**Required action**. Transcribe, word for word, all of the entries below, and exclude any pictures from the copy.
** Opening Supplied entries block **
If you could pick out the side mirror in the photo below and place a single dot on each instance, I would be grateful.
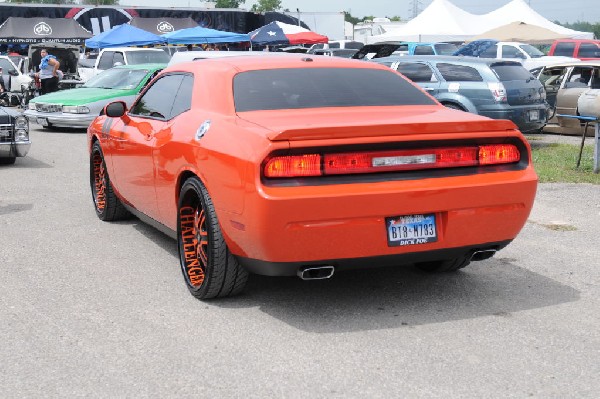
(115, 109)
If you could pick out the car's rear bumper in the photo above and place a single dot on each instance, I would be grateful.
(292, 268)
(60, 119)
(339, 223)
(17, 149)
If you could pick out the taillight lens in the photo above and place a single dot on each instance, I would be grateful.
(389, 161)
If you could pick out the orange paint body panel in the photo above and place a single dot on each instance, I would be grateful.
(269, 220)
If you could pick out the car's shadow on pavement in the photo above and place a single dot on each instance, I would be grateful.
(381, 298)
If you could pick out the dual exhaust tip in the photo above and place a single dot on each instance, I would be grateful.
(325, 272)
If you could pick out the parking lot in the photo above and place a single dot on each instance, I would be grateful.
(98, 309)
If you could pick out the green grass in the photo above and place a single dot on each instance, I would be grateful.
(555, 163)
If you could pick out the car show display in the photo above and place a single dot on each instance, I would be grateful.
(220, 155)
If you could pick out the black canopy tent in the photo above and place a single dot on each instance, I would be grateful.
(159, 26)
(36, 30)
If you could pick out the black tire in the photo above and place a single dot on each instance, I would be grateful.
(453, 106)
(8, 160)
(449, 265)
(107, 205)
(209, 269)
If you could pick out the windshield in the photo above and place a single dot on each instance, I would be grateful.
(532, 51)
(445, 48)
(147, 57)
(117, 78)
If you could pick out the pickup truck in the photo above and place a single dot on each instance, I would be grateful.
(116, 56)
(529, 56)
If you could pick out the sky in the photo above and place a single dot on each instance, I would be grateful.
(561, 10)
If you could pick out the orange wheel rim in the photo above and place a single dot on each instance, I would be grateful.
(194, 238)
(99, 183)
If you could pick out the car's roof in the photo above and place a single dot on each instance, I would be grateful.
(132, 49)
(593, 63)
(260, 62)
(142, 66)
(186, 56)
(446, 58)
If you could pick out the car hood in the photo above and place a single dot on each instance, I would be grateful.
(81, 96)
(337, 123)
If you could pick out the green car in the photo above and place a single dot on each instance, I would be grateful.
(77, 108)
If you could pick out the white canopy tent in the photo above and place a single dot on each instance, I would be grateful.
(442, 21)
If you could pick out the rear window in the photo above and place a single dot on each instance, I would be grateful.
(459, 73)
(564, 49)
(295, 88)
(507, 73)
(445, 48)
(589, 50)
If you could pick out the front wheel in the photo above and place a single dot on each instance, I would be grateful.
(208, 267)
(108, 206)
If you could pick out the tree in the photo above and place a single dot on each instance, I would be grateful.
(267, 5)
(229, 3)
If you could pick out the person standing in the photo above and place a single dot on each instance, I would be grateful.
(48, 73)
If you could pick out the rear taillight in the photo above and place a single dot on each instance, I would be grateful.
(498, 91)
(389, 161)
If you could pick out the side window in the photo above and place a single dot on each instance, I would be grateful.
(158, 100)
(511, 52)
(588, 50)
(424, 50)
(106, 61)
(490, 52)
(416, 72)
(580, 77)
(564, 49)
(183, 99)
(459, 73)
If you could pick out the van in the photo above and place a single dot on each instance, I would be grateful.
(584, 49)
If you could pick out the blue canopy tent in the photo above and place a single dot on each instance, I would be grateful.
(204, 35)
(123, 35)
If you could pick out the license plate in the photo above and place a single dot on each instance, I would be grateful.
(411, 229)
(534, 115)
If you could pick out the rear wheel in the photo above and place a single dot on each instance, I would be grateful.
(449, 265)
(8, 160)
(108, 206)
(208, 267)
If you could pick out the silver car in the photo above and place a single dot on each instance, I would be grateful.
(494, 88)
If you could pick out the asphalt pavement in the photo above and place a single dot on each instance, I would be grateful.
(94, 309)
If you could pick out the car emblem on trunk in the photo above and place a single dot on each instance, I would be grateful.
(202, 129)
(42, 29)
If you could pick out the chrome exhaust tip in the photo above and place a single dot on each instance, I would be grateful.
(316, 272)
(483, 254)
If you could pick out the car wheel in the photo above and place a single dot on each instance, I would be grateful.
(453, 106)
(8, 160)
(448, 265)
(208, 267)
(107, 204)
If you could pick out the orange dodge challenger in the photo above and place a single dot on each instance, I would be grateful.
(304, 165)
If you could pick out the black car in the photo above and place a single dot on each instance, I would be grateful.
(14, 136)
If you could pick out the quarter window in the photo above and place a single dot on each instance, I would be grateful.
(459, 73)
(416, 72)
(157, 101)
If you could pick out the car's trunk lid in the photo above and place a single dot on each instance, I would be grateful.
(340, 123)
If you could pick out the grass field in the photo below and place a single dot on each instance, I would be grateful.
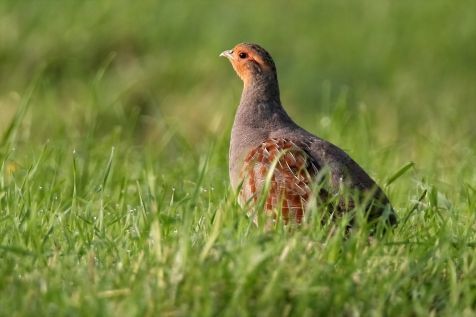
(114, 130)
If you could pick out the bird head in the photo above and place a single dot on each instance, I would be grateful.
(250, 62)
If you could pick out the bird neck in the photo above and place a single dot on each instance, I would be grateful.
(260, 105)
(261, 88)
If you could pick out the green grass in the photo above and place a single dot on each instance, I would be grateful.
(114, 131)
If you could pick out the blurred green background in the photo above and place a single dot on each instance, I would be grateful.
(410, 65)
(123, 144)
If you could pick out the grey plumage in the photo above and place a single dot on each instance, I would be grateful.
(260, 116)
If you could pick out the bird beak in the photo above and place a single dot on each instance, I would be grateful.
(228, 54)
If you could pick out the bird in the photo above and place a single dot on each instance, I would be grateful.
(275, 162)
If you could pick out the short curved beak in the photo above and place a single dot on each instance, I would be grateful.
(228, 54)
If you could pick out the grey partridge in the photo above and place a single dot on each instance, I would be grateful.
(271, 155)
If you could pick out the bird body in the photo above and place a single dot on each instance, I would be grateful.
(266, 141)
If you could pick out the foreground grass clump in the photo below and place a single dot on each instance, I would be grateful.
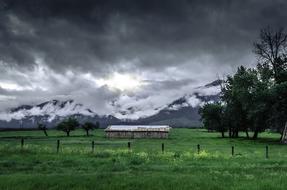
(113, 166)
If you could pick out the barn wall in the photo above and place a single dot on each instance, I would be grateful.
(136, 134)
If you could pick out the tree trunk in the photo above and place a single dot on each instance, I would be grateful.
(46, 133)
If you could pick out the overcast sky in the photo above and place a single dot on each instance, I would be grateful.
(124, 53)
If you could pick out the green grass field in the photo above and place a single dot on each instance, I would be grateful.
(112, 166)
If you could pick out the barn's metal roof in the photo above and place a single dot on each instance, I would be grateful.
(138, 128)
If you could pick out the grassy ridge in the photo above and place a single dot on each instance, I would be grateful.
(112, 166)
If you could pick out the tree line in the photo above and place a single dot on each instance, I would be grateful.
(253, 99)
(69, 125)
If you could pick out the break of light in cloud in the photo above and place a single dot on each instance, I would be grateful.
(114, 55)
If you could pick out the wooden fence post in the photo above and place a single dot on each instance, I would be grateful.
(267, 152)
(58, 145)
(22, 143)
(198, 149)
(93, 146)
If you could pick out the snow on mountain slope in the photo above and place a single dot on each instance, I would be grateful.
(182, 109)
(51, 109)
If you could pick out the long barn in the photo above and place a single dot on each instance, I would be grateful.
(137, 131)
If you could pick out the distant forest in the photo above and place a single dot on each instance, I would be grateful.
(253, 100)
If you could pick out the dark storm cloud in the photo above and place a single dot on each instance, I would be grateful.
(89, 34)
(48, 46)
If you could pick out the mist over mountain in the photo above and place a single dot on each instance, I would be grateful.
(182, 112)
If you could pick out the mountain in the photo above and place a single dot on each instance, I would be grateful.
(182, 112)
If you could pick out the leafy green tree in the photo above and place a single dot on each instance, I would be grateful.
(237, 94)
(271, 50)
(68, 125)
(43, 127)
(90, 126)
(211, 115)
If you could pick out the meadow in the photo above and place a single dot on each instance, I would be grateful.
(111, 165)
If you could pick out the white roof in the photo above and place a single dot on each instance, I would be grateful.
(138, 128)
** Closing Supplied entries block **
**Written response**.
If you could pick out the side mirror in the photo below and place a single dot on each instance, I would be grateful.
(115, 109)
If you could pick out the car's rear bumper in the photo above and place a single dot on each instance, I would be grateful.
(292, 268)
(60, 119)
(339, 223)
(17, 149)
If you could pick out the taillight lens in the photo above and place a single dot on each instance, I would be grateful.
(389, 161)
If you could pick out the orange paint body panel in the photo above and place a single dot on each instance, I would be grateful.
(269, 220)
If you could pick out the car's shadow on pavement in the photo above and place a single dot on each instance, I would be grateful.
(381, 298)
If you could pick out the dual exhaust tip in the photo above and place a single dot on each instance, I would be grateful.
(325, 272)
If you could pick out the parking lot in the photo above and place a single dot on each instance, I would be grateful.
(98, 309)
If you could pick out the green grass in the photo above and place a single dot on each instance, I would be grateful.
(555, 163)
If you could pick out the car show display in the photo above and place a single dot on each instance, I would be grateful.
(220, 155)
If you could pick out the black canopy tent in the photo above and place a single dot on each instance, I would be grateful.
(159, 26)
(36, 30)
If you could pick out the black tire in the photo above and place a single dot on each instance, I would be grateful.
(453, 106)
(8, 160)
(449, 265)
(107, 205)
(209, 269)
If you could pick out the windshield in the photo above and place a single dot on each instance, I would be grateful.
(532, 51)
(445, 48)
(147, 57)
(117, 78)
If you could pick out the pickup truck in the photo above and place a single dot on each instance, I would be grateful.
(116, 56)
(529, 56)
If you could pick out the sky in the photo above and place a single dot on each instance, I would be grateful.
(561, 10)
If you could pick out the orange wheel rim in the photo above and place a single dot on each instance, I would be grateful.
(194, 238)
(99, 183)
If you could pick out the car's roof in the photo above and place a single dot on each instance, I would be grateful.
(132, 49)
(593, 63)
(260, 62)
(142, 66)
(186, 56)
(446, 58)
If you could pick out the car hood in the photo above and place a single dot on each instance, I would be grateful.
(81, 96)
(337, 123)
If you could pick out the green car in the photo above and place a single dot on each instance, I would be grateful.
(77, 108)
If you could pick out the white canopy tent in the photo above and place a single dot on each instance, I would be grateful.
(442, 21)
If you could pick out the rear window in the photo above and place a single dot on each instance, I would be grateful.
(459, 73)
(564, 49)
(295, 88)
(507, 73)
(445, 48)
(589, 50)
If you could pick out the front wheel in the photo above and place a single dot on each instance, I would be grateful.
(208, 267)
(108, 206)
If you could pick out the tree in the photo above and place a single dot on each instance, I would be grateful.
(267, 5)
(229, 3)
If you could pick out the person standing in the photo above and place a single dot on each instance, I would be grateful.
(48, 73)
If you could pick out the rear taillight in the photo above and place a single dot on each instance, I would be grateful.
(498, 91)
(389, 161)
If you could pick out the side window in the photo above and place a single dot on each instance, I would be grateful.
(158, 100)
(511, 52)
(588, 50)
(424, 50)
(106, 61)
(490, 52)
(416, 72)
(580, 77)
(564, 49)
(183, 99)
(459, 73)
If you could pick out the van in the photo above and place a single dot on each instance, I would be grateful.
(584, 49)
If you could pick out the blue canopy tent in the photo above and place a single dot on each instance, I would be grateful.
(204, 35)
(123, 35)
If you could pick out the license plate in the photo above and place a single dot on each instance, I would be grateful.
(411, 229)
(534, 115)
If you could pick out the rear wheel in the photo above and place a single dot on each instance, I would be grateful.
(449, 265)
(8, 160)
(108, 206)
(208, 267)
If you could pick out the silver car in the photo above and place a single dot on each instance, I would be grateful.
(494, 88)
If you could pick out the asphalt pavement in the photo above and place a single dot on each instance, I would be grateful.
(94, 309)
If you could pick out the car emblem on trunk in the photo above and place a single dot on each instance, I would be grateful.
(202, 129)
(42, 29)
If you could pick out the chrome exhaust tip in the photo above and place a single dot on each instance, I would be grateful.
(316, 272)
(483, 254)
If you could pick out the car wheel in the photo above and place a single dot on each instance, I would be grateful.
(453, 106)
(8, 160)
(448, 265)
(208, 267)
(107, 204)
If you could pick out the orange dodge challenger in the photo above and place a single dot on each instance, I would be grateful.
(304, 165)
If you could pick out the black car in the photo above and place a single dot on each instance, I would be grateful.
(14, 136)
If you could pick out the quarter window in the photo above and place a single dot on each instance, I would be grateful.
(459, 73)
(416, 72)
(157, 101)
If you could pick out the car's trunk lid in the photo above and place a single dot on each instance, I would be grateful.
(340, 123)
If you could pick out the grass field in the photo below and place a single dot on each instance, I would be grateful.
(114, 130)
If you could pick out the bird head in the photo above and place a single dot on each instance, I would be grateful.
(250, 62)
If you could pick out the bird neck in the photo above and place a single dot on each instance, I would be grateful.
(260, 105)
(261, 88)
If you could pick out the green grass in the photo above and place a single dot on each instance, I would be grateful.
(114, 131)
If you could pick out the blurred green background in the photo above and place a single dot on each instance, I would be grateful.
(410, 65)
(123, 144)
If you could pick out the grey plumage in the photo above and place a single dot on each instance, I would be grateful.
(260, 116)
If you could pick out the bird beak in the photo above and place a single dot on each instance, I would be grateful.
(228, 54)
If you could pick out the bird in the photo above and place a single dot on each instance, I would be grateful.
(275, 162)
If you could pick out the short curved beak in the photo above and place a single dot on each instance, I would be grateful.
(228, 54)
If you could pick out the grey partridge in the photo above and place a single dot on each instance, I would be grateful.
(271, 155)
If you could pick out the bird body in the photo above and place a single dot on each instance, I would be grateful.
(266, 141)
If you could pick out the foreground grass clump in the photo below and place a single dot on each instance, I would be grateful.
(113, 166)
If you could pick out the barn wall in the photo above and place a single dot on each instance, I would be grateful.
(136, 134)
If you could pick out the tree trunk in the photo above and place a single dot on each instance, I would be grateful.
(46, 133)
If you could pick out the overcast sky in the photo above and place a single dot on each instance, I would be grateful.
(124, 53)
If you could pick out the green grass field in the photo above and place a single dot on each instance, I would be grateful.
(112, 166)
If you could pick out the barn's metal roof in the photo above and place a single dot on each instance, I would be grateful.
(138, 128)
If you could pick out the grassy ridge in the photo above and place a single dot on each instance, I would be grateful.
(112, 166)
If you could pick out the tree line in the photo above and place a single dot on each instance, I would be grateful.
(253, 99)
(69, 125)
If you could pick out the break of light in cloud in the photo above and place a single dot on each instance, I would be grateful.
(114, 55)
If you could pick out the wooden fence post in the photo above and place a single dot on each instance, I would be grateful.
(267, 152)
(58, 145)
(22, 143)
(198, 149)
(93, 146)
If you could pick out the snow on mountain slope in the photo above and place a single dot on each instance, I would be grateful.
(182, 109)
(51, 109)
If you could pick out the long barn in the photo above and place a single dot on each instance, I would be grateful.
(137, 131)
If you could pick out the distant forest in the photo above and place a single dot on each instance, I would be grateful.
(253, 100)
If you could pick out the dark storm cloud in the photo above and place a single dot on each instance, I would be grateful.
(89, 34)
(48, 46)
If you could pick out the mist over mountain in the photo above and place a single dot on each instance, I would be grateful.
(182, 112)
If you could pick out the mountain in the photo above and place a single dot on each instance, I would be grateful.
(182, 112)
If you could pick out the leafy green tree in the photo above and place a single dot on each instance, I would be grateful.
(237, 94)
(271, 50)
(68, 125)
(43, 127)
(90, 126)
(211, 115)
If you could pick out the meadow in the photo above and place a single dot on each instance, I would be grateful.
(111, 165)
If you could pick out the white roof in the photo above and place a single dot on each instance, I would be grateful.
(138, 128)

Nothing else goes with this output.